*** EXTRACTED DATA ***

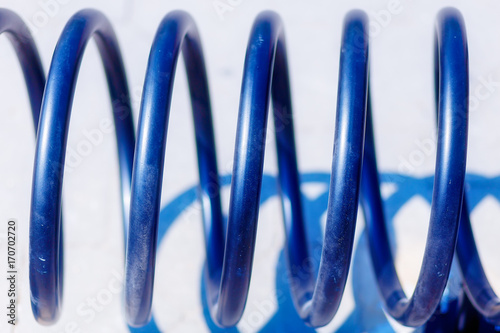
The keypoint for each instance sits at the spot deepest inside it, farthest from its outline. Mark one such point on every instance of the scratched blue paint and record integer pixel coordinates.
(367, 315)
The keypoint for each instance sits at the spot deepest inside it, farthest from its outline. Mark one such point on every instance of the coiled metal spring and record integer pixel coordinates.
(354, 176)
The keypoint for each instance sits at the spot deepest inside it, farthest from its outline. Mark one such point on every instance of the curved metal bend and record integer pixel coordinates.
(19, 35)
(228, 269)
(452, 80)
(45, 220)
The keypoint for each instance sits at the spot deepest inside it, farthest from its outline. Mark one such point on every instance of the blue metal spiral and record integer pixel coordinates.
(45, 221)
(228, 268)
(354, 176)
(452, 91)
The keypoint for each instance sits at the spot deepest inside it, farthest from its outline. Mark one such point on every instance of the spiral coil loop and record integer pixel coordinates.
(354, 176)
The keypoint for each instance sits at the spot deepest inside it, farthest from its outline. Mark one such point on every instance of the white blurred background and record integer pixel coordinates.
(403, 108)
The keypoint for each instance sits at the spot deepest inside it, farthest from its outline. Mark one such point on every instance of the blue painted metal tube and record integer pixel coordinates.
(228, 270)
(452, 81)
(45, 221)
(22, 41)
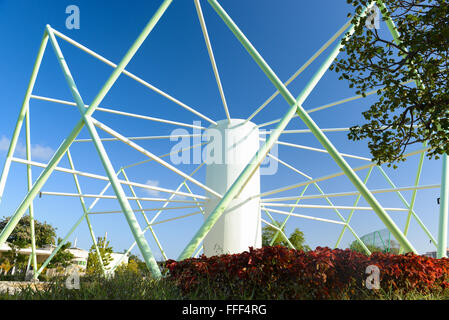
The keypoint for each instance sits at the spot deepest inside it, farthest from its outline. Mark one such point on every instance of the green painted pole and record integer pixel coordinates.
(44, 265)
(194, 199)
(287, 217)
(404, 201)
(353, 210)
(412, 201)
(107, 165)
(295, 106)
(30, 184)
(279, 231)
(83, 205)
(23, 111)
(77, 129)
(144, 215)
(362, 244)
(444, 209)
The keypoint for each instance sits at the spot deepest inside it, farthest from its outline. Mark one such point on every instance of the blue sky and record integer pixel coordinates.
(174, 59)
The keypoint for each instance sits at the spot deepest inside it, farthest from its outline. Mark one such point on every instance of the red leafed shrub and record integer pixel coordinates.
(282, 273)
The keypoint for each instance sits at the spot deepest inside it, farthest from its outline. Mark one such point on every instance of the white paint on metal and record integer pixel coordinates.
(232, 145)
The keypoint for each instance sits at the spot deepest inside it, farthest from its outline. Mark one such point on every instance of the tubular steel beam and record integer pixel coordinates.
(30, 184)
(23, 111)
(295, 106)
(83, 205)
(107, 165)
(444, 209)
(77, 129)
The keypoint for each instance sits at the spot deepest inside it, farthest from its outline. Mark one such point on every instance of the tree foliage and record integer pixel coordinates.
(296, 238)
(406, 112)
(63, 257)
(393, 248)
(45, 234)
(20, 237)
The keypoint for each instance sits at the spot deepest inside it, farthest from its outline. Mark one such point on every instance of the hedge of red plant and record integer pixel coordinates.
(282, 273)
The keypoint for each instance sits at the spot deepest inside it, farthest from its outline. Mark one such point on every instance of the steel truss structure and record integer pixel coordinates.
(118, 179)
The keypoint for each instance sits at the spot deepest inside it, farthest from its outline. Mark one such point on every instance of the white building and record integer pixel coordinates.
(80, 256)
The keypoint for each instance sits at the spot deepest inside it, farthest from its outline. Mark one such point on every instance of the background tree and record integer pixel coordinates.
(356, 246)
(93, 263)
(393, 248)
(404, 113)
(296, 238)
(63, 257)
(45, 234)
(134, 265)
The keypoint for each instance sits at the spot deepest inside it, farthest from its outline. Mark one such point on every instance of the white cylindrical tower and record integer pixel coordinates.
(232, 145)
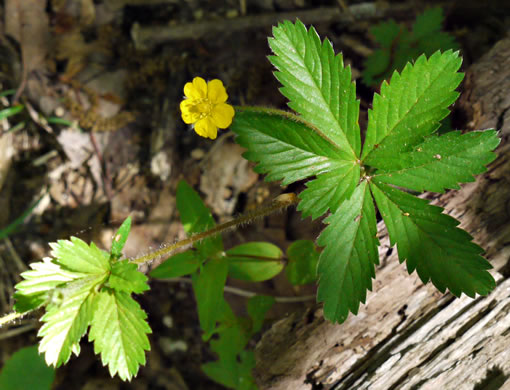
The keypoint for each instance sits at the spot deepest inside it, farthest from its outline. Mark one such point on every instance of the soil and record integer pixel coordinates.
(127, 148)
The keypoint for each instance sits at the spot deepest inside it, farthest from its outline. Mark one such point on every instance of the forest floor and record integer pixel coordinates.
(103, 69)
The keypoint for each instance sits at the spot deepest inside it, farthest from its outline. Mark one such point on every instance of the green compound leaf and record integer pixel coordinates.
(39, 282)
(119, 331)
(411, 106)
(181, 264)
(431, 243)
(67, 318)
(120, 238)
(317, 84)
(25, 370)
(126, 277)
(208, 287)
(254, 261)
(77, 256)
(441, 162)
(283, 146)
(303, 258)
(329, 190)
(196, 218)
(347, 263)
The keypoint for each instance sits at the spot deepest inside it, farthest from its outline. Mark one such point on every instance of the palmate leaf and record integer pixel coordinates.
(411, 106)
(441, 162)
(197, 218)
(431, 243)
(347, 263)
(317, 84)
(284, 148)
(67, 320)
(119, 331)
(45, 275)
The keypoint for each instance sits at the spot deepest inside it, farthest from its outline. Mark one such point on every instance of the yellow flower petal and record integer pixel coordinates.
(188, 114)
(222, 115)
(206, 128)
(197, 89)
(216, 92)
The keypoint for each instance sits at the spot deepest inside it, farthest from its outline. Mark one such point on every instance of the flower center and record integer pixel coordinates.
(203, 107)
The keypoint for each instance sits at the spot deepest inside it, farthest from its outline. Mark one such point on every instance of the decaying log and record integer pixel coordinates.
(408, 335)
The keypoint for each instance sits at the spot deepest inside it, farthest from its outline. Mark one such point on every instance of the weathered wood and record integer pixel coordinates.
(408, 335)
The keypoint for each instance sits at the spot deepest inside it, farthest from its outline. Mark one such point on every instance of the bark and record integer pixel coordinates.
(408, 335)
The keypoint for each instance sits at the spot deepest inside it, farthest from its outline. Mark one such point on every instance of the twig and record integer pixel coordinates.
(245, 293)
(146, 37)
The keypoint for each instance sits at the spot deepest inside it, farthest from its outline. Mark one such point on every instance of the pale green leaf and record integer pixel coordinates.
(120, 238)
(286, 149)
(119, 331)
(181, 264)
(126, 277)
(45, 275)
(75, 255)
(411, 106)
(26, 370)
(67, 319)
(317, 84)
(302, 266)
(431, 243)
(196, 218)
(441, 162)
(329, 189)
(208, 287)
(347, 263)
(254, 261)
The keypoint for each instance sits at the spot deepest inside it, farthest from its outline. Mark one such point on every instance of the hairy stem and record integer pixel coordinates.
(279, 203)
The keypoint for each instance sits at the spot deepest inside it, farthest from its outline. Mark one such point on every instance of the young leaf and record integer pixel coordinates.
(120, 238)
(32, 292)
(257, 308)
(181, 264)
(431, 243)
(197, 218)
(411, 106)
(126, 277)
(286, 149)
(77, 256)
(208, 287)
(67, 320)
(329, 190)
(317, 84)
(347, 263)
(119, 331)
(26, 369)
(254, 261)
(441, 162)
(302, 267)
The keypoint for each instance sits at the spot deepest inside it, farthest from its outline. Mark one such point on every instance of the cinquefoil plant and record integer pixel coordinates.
(82, 286)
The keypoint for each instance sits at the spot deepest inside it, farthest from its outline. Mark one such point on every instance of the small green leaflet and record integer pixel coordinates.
(119, 332)
(347, 263)
(431, 243)
(120, 238)
(254, 261)
(317, 84)
(208, 287)
(196, 218)
(400, 149)
(126, 277)
(181, 264)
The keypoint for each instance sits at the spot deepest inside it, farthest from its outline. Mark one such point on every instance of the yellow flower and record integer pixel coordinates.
(205, 107)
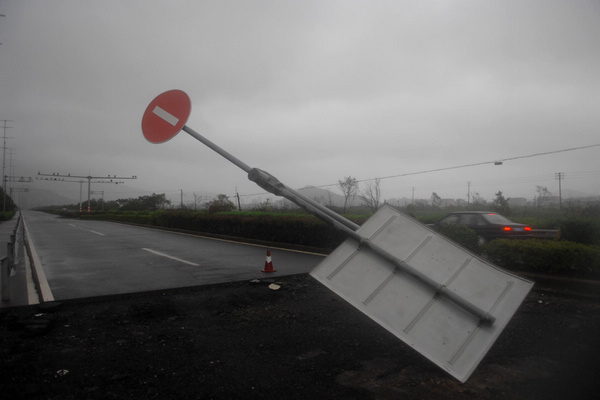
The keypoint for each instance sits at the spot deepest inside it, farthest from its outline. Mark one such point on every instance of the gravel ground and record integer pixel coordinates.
(245, 341)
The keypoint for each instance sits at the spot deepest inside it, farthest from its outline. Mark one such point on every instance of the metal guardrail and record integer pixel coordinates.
(12, 258)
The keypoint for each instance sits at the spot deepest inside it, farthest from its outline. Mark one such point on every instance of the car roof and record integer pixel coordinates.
(473, 212)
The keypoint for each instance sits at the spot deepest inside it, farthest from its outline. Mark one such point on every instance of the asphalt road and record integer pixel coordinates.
(96, 258)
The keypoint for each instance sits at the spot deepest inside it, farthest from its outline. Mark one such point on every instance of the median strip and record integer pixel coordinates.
(171, 257)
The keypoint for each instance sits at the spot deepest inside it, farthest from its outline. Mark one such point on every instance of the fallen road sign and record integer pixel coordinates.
(438, 328)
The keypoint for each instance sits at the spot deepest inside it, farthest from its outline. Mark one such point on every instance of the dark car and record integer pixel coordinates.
(489, 225)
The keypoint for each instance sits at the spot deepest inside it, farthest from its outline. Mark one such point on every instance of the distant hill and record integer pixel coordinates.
(323, 196)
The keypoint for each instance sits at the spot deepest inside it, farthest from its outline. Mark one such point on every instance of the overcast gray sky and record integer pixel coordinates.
(310, 91)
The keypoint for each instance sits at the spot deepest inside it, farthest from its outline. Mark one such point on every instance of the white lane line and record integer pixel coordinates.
(45, 292)
(171, 257)
(167, 116)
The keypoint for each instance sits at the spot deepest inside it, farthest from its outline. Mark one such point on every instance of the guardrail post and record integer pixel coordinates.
(5, 279)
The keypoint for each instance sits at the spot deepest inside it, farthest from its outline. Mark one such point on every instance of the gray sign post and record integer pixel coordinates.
(166, 116)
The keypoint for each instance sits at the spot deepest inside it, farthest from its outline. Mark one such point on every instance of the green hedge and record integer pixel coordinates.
(544, 256)
(298, 229)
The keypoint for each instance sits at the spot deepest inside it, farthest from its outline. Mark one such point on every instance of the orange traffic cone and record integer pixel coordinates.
(268, 263)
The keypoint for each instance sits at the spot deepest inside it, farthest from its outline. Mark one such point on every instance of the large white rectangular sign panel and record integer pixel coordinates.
(438, 328)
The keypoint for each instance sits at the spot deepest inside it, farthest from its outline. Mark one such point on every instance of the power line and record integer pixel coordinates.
(495, 162)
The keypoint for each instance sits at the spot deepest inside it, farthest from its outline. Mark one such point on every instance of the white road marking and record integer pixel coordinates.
(171, 257)
(170, 118)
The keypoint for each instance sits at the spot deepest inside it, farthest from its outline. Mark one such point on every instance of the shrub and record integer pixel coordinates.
(461, 235)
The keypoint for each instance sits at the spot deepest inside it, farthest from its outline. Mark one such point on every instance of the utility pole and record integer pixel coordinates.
(102, 193)
(560, 176)
(100, 179)
(4, 127)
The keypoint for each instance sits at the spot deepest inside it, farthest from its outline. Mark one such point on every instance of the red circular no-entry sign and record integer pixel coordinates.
(165, 116)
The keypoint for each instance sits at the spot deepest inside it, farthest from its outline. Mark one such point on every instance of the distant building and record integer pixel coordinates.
(517, 202)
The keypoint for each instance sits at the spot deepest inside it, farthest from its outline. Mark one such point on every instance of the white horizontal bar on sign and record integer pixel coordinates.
(167, 116)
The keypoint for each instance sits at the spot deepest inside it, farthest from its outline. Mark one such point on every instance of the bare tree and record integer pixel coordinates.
(371, 195)
(349, 187)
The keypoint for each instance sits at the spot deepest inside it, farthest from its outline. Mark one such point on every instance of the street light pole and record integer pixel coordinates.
(560, 176)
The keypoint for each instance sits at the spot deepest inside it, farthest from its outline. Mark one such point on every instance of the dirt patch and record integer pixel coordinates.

***

▶ [WORK REQUIRED] In the listing above, find the line containing "no-entry sign and record integer pixel coordinates." and please quote exactly that line through the last one, and no other lines.

▶ [EXPECTED OUTPUT]
The keypoint for each instance sits at the spot deepest inside it, farthest from its outline. Mark one such point on every instance of the red circular no-entry sign and record integer pixel coordinates.
(165, 116)
The keypoint for each instance sits at the spot deepest inside it, farthest from its outline. Mark one such point on every instance of the distant building and record integer pixel coordinates.
(517, 202)
The keypoint for each instance sits at the spot deepest inside it, farthest from its outline. Mark one such point on every instance of the white horizontal bar on sign and record integer pixel coordinates.
(167, 116)
The keypoint for each instance sits at the spot deepest inside it, farthest from its outline. Mark one such point on every instance of the bare tree and record integer pixel coordinates.
(371, 195)
(349, 187)
The keypoint for each instance sits at the spot deepest inside it, farthest from its outline. Mark one such point on every instance of the street light pole and record integer pixel coordinates.
(560, 176)
The keypoint for each instance sits at the spot deepest inside it, farthest from its outline. Mark one such point on every instance of the dirt patch and record integer pixel coordinates.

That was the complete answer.